# Exercise brief
Before copying, find the line below that contains "Return the mask of every instance of the airplane"; then return it and all later lines exactly, up to and including the final line, with no pictures.

# Records
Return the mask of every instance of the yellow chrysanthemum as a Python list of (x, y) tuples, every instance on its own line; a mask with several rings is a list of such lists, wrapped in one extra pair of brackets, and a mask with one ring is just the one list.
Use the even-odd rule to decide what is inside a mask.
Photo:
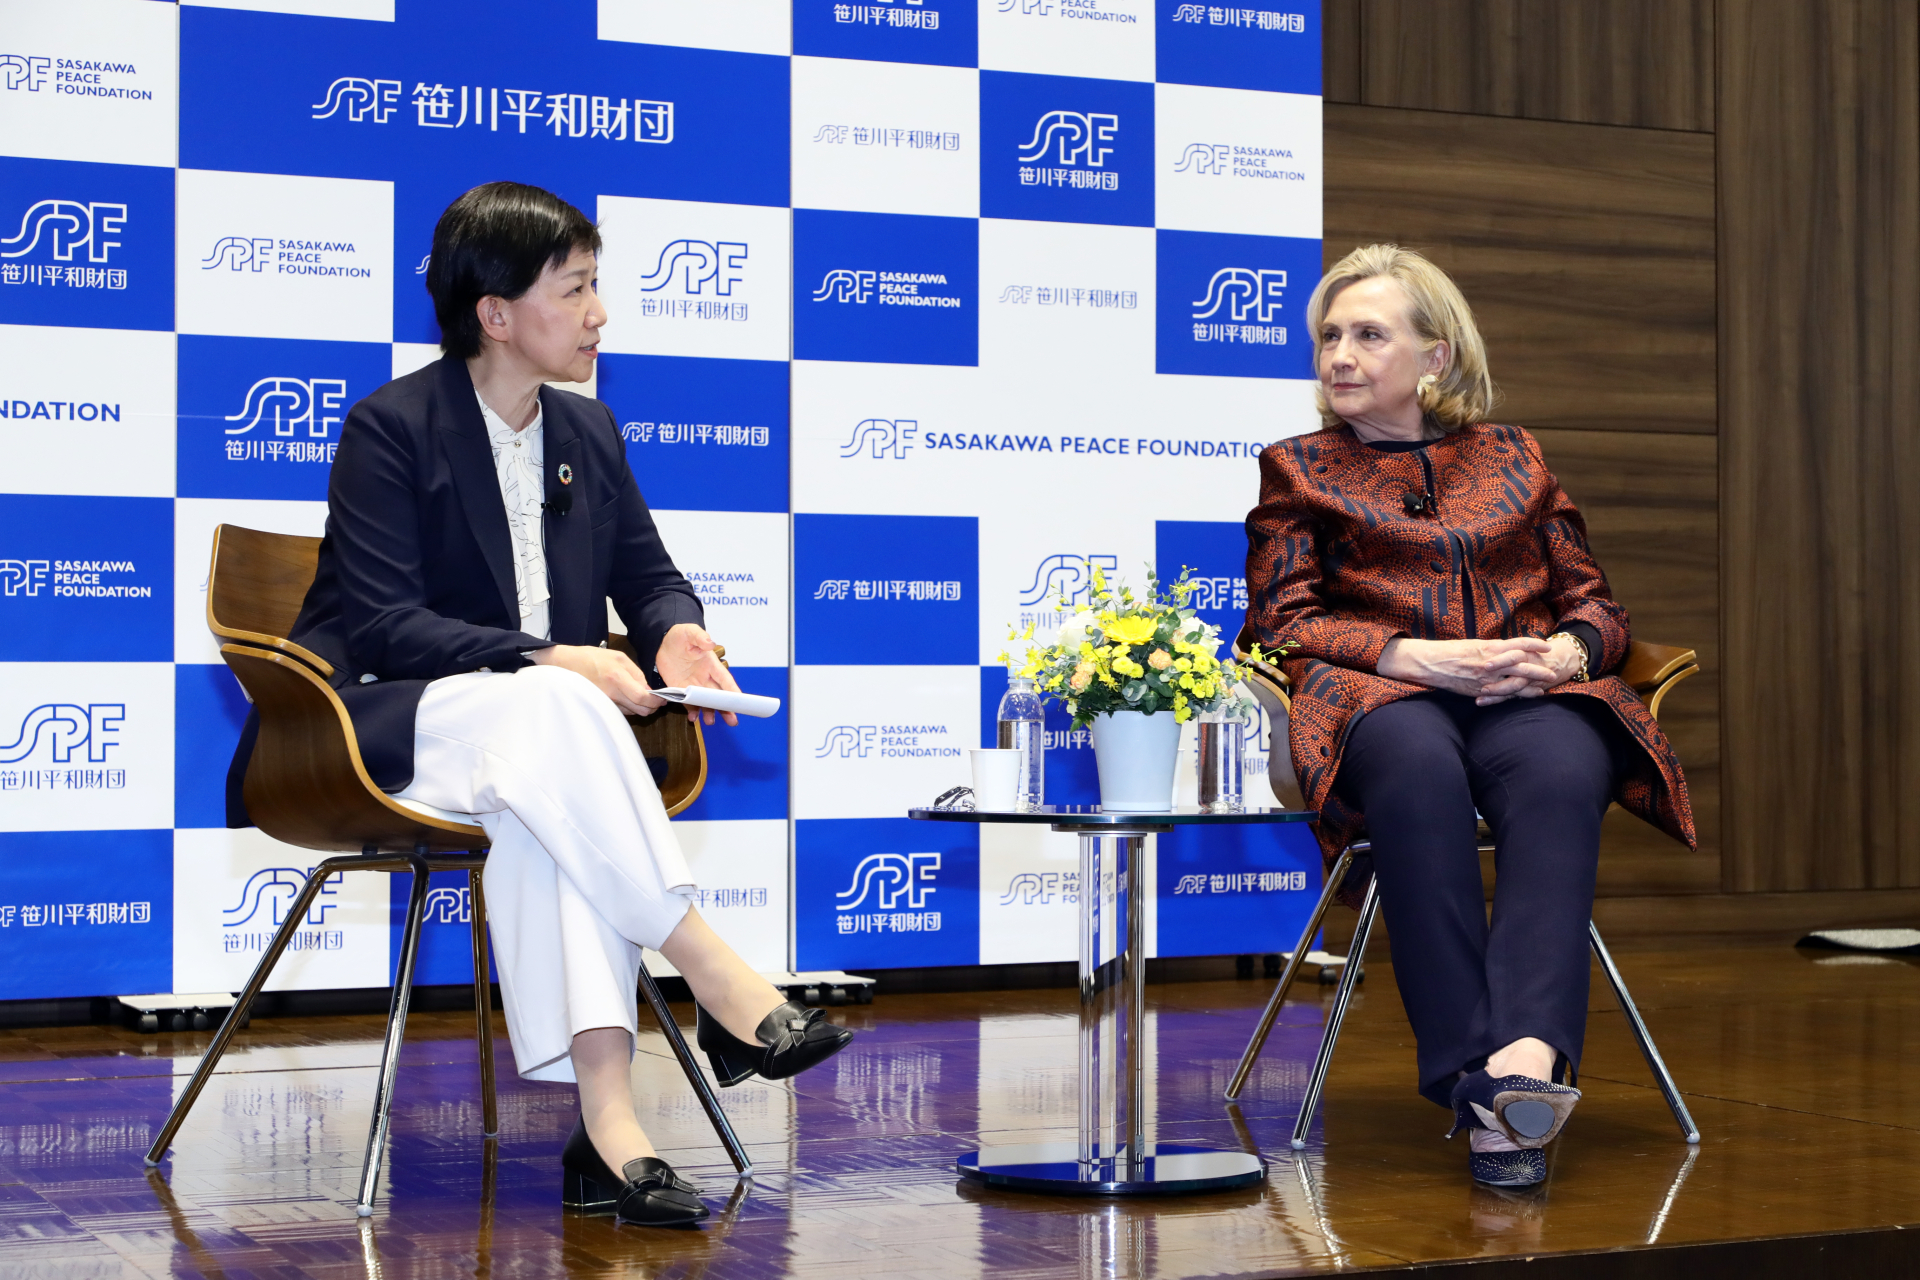
[(1107, 639), (1121, 644), (1145, 644), (1153, 639), (1154, 621), (1152, 618), (1115, 618), (1112, 622), (1102, 623), (1100, 629)]

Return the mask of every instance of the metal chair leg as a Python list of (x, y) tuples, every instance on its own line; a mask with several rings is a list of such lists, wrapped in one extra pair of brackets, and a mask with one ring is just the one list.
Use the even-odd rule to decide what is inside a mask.
[(360, 1202), (354, 1212), (373, 1216), (373, 1194), (380, 1181), (380, 1155), (387, 1145), (393, 1111), (393, 1082), (400, 1072), (400, 1045), (407, 1035), (407, 1009), (413, 1003), (413, 969), (420, 959), (420, 924), (426, 916), (427, 881), (432, 869), (426, 849), (414, 850), (413, 892), (407, 896), (407, 923), (400, 942), (400, 971), (393, 978), (393, 1002), (387, 1010), (387, 1042), (380, 1051), (380, 1079), (374, 1085), (373, 1120), (367, 1126), (367, 1160), (360, 1170)]
[(1293, 1122), (1295, 1151), (1307, 1145), (1307, 1130), (1313, 1125), (1314, 1109), (1327, 1085), (1327, 1068), (1333, 1065), (1333, 1047), (1340, 1039), (1340, 1024), (1347, 1019), (1347, 1004), (1353, 999), (1354, 983), (1360, 974), (1360, 962), (1367, 954), (1367, 935), (1373, 931), (1373, 917), (1380, 910), (1380, 879), (1367, 878), (1367, 896), (1360, 903), (1360, 920), (1353, 927), (1353, 945), (1347, 948), (1347, 967), (1341, 971), (1340, 987), (1334, 993), (1333, 1011), (1327, 1015), (1327, 1032), (1320, 1037), (1320, 1052), (1313, 1059), (1313, 1074), (1307, 1077), (1307, 1096), (1300, 1102), (1300, 1118)]
[(680, 1060), (680, 1069), (687, 1073), (687, 1083), (700, 1098), (700, 1105), (706, 1108), (707, 1119), (713, 1123), (713, 1131), (720, 1135), (720, 1145), (727, 1149), (727, 1158), (733, 1161), (734, 1170), (743, 1178), (753, 1176), (753, 1161), (747, 1159), (747, 1149), (740, 1145), (740, 1139), (734, 1135), (733, 1122), (727, 1119), (727, 1113), (720, 1109), (720, 1099), (708, 1083), (706, 1073), (700, 1070), (700, 1064), (694, 1061), (693, 1051), (687, 1048), (687, 1038), (680, 1034), (680, 1024), (674, 1020), (673, 1010), (667, 1007), (666, 997), (660, 994), (659, 984), (653, 975), (647, 972), (647, 962), (640, 962), (640, 989), (647, 993), (647, 1004), (653, 1010), (660, 1030), (666, 1034), (667, 1043), (673, 1046), (673, 1056)]
[(1593, 944), (1593, 955), (1600, 962), (1600, 969), (1607, 975), (1607, 981), (1613, 984), (1613, 997), (1620, 1002), (1620, 1012), (1627, 1015), (1627, 1025), (1633, 1028), (1633, 1038), (1640, 1045), (1640, 1056), (1647, 1060), (1647, 1067), (1653, 1072), (1653, 1081), (1660, 1086), (1660, 1093), (1667, 1100), (1667, 1109), (1673, 1112), (1673, 1122), (1680, 1126), (1680, 1136), (1690, 1144), (1700, 1141), (1700, 1126), (1693, 1122), (1693, 1113), (1687, 1110), (1685, 1098), (1680, 1096), (1680, 1086), (1674, 1083), (1673, 1073), (1667, 1070), (1667, 1060), (1660, 1056), (1660, 1050), (1653, 1043), (1653, 1033), (1647, 1030), (1646, 1022), (1640, 1017), (1639, 1006), (1633, 1003), (1633, 996), (1627, 991), (1627, 980), (1620, 976), (1620, 969), (1613, 963), (1613, 955), (1607, 950), (1607, 944), (1600, 940), (1600, 926), (1587, 921), (1587, 941)]
[(234, 1033), (239, 1031), (240, 1024), (247, 1020), (247, 1014), (253, 1008), (254, 999), (259, 996), (261, 988), (267, 985), (267, 979), (273, 976), (274, 966), (280, 963), (280, 957), (286, 953), (287, 943), (293, 940), (293, 935), (299, 931), (300, 925), (306, 920), (307, 911), (313, 906), (313, 900), (320, 893), (321, 886), (342, 871), (378, 871), (387, 870), (391, 866), (406, 865), (403, 859), (398, 858), (369, 861), (376, 856), (376, 852), (368, 849), (357, 858), (351, 855), (328, 858), (307, 873), (307, 882), (301, 886), (300, 896), (295, 898), (293, 904), (287, 908), (286, 919), (274, 933), (273, 941), (267, 944), (266, 953), (260, 957), (260, 963), (253, 967), (253, 976), (247, 979), (247, 985), (240, 992), (239, 999), (235, 1000), (233, 1007), (227, 1010), (226, 1020), (220, 1024), (220, 1030), (213, 1037), (213, 1043), (207, 1046), (207, 1052), (201, 1057), (200, 1065), (193, 1073), (193, 1079), (187, 1082), (186, 1089), (180, 1094), (180, 1100), (173, 1104), (173, 1111), (167, 1116), (167, 1122), (160, 1126), (159, 1136), (154, 1138), (153, 1145), (147, 1148), (147, 1164), (159, 1164), (161, 1157), (167, 1154), (167, 1148), (173, 1145), (174, 1135), (179, 1133), (180, 1126), (186, 1123), (187, 1113), (193, 1110), (193, 1104), (199, 1100), (200, 1091), (207, 1087), (207, 1081), (212, 1078), (214, 1068), (220, 1065), (220, 1059), (226, 1054), (227, 1046), (233, 1042)]
[(493, 984), (487, 981), (487, 895), (480, 868), (467, 872), (467, 902), (473, 916), (473, 1039), (480, 1052), (480, 1132), (500, 1132), (500, 1098), (493, 1086)]
[[(1306, 961), (1307, 948), (1313, 943), (1313, 935), (1320, 931), (1320, 922), (1326, 918), (1327, 908), (1333, 905), (1333, 897), (1340, 892), (1340, 882), (1346, 879), (1347, 867), (1353, 862), (1355, 849), (1359, 845), (1348, 845), (1340, 853), (1340, 860), (1333, 864), (1333, 870), (1327, 873), (1327, 884), (1320, 891), (1320, 902), (1307, 917), (1307, 927), (1300, 931), (1300, 941), (1294, 944), (1293, 954), (1287, 957), (1287, 967), (1280, 974), (1280, 985), (1273, 989), (1273, 998), (1267, 1001), (1266, 1012), (1260, 1015), (1260, 1025), (1254, 1028), (1253, 1038), (1247, 1041), (1247, 1051), (1240, 1055), (1240, 1065), (1233, 1069), (1233, 1079), (1227, 1084), (1227, 1099), (1232, 1101), (1240, 1096), (1240, 1090), (1246, 1088), (1247, 1077), (1253, 1073), (1254, 1059), (1267, 1047), (1267, 1037), (1273, 1034), (1273, 1021), (1280, 1016), (1280, 1006), (1286, 1002), (1287, 988), (1293, 985), (1294, 975), (1300, 972), (1300, 966)], [(1348, 964), (1353, 962), (1349, 960)]]

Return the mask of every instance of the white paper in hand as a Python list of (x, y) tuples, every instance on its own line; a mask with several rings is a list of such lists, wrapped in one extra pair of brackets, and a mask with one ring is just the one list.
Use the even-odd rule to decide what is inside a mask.
[(735, 715), (755, 716), (762, 720), (780, 710), (778, 698), (763, 697), (757, 693), (735, 693), (731, 689), (704, 689), (696, 685), (691, 689), (655, 689), (654, 692), (668, 702), (677, 702), (682, 706), (731, 711)]

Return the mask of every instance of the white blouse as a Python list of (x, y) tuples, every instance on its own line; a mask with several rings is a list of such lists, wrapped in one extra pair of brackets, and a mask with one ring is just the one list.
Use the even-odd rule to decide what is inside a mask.
[[(480, 398), (478, 391), (474, 398)], [(519, 597), (520, 629), (551, 640), (546, 527), (541, 512), (546, 476), (540, 428), (546, 411), (536, 404), (533, 423), (524, 431), (515, 431), (485, 400), (480, 401), (480, 416), (486, 420), (487, 440), (493, 445), (493, 469), (507, 508), (507, 531), (513, 535), (513, 589)]]

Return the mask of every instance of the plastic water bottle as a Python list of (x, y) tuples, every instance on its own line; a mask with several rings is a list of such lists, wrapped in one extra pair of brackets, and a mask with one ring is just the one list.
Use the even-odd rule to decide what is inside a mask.
[(1017, 806), (1037, 809), (1046, 803), (1047, 720), (1033, 681), (1014, 676), (1007, 682), (1006, 696), (1000, 699), (1000, 741), (996, 745), (1027, 753), (1020, 770)]

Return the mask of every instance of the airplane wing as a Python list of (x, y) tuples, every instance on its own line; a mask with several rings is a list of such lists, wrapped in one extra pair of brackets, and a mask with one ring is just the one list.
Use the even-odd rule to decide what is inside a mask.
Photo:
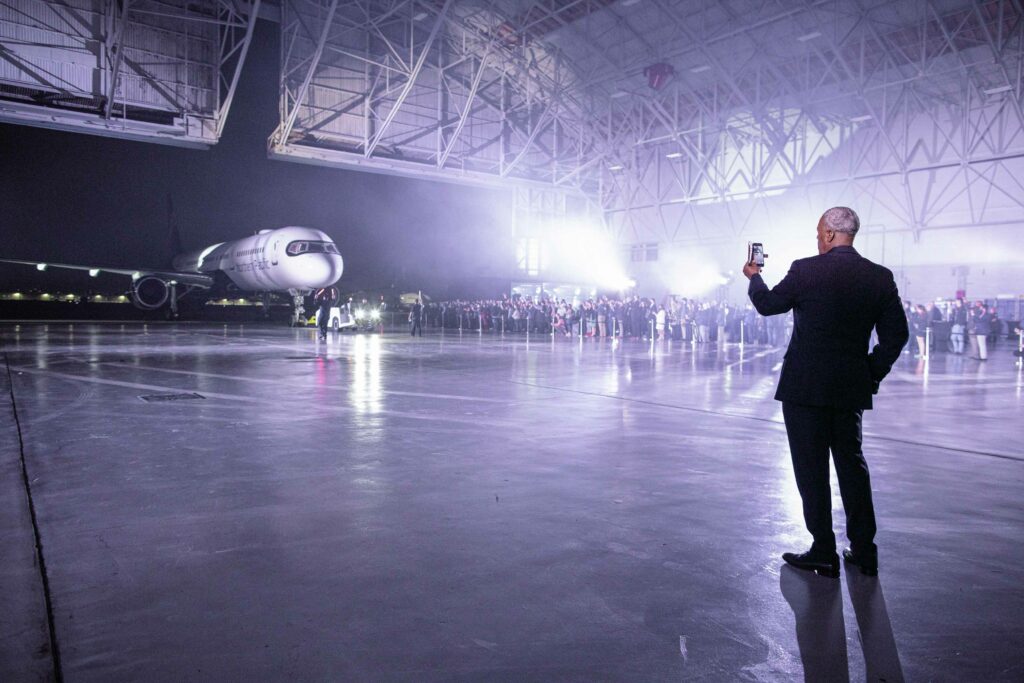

# Response to this exercise
Return the mask of every instance of the airplane wing as a Python list of (x, y) tuples, every instance on its own line; a mask with several rings is a list of such lists, wrapped in one extra pair of brackets, and a mask with one ring is just the one list.
Use the even-odd rule to decide what is inside a mask.
Photo:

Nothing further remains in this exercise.